## Passage given

╭──

Description-Behavior Mismatch

Medium
Confidence
93% confidence
Finding
The tool's stated purpose is license compliance, but this code also audits and can rewrite README structure, attribution text, and technical-content placement. In `--fix` mode, a user expecting narrow license maintenance could unintentionally have broader documentation content modified, which violates least surprise and can cause unauthorized repository changes.

Description-Behavior Mismatch

Medium
Confidence
89% confidence
Finding
The skill description says it ensures copyright headers, dual-license blocks, and LICENSE files, but this path also creates and later requires `CLA.md`. Injecting contributor-agreement files exceeds the declared scope and could impose legal/policy artifacts on repositories without explicit user intent, especially when run with automated fix flows.

Description-Behavior Mismatch

Medium
Confidence
96% confidence
Finding
This command recursively scans arbitrary directory trees, infers repositories heuristically, and in `--fix` mode can rewrite README files across multiple repos. That expands the blast radius from a single repository compliance tool into bulk cross-repository modification, increasing the chance of unintended changes to unrelated projects and making misuse materially more damaging.

Description-Behavior Mismatch

Medium
Confidence
95% confidence
Finding
The skill advertises license enforcement across all source files, but the implementation only validates a few repository-level documents and never scans source files for required headers or license blocks. This creates a false sense of compliance and can allow commits and pushes that violate the stated policy, especially in organizations relying on the hook as a gatekeeper.

╰──

## Requirement
What confidence level do the audit findings give to the finding about recursively scanning directory trees? The lines here have no connection to the audit findings.

## Collected material
╭──

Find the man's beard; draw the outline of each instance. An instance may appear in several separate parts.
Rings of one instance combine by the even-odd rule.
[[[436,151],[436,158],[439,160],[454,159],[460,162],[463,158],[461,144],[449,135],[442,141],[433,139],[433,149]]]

╰──

## Task response
96% confidence.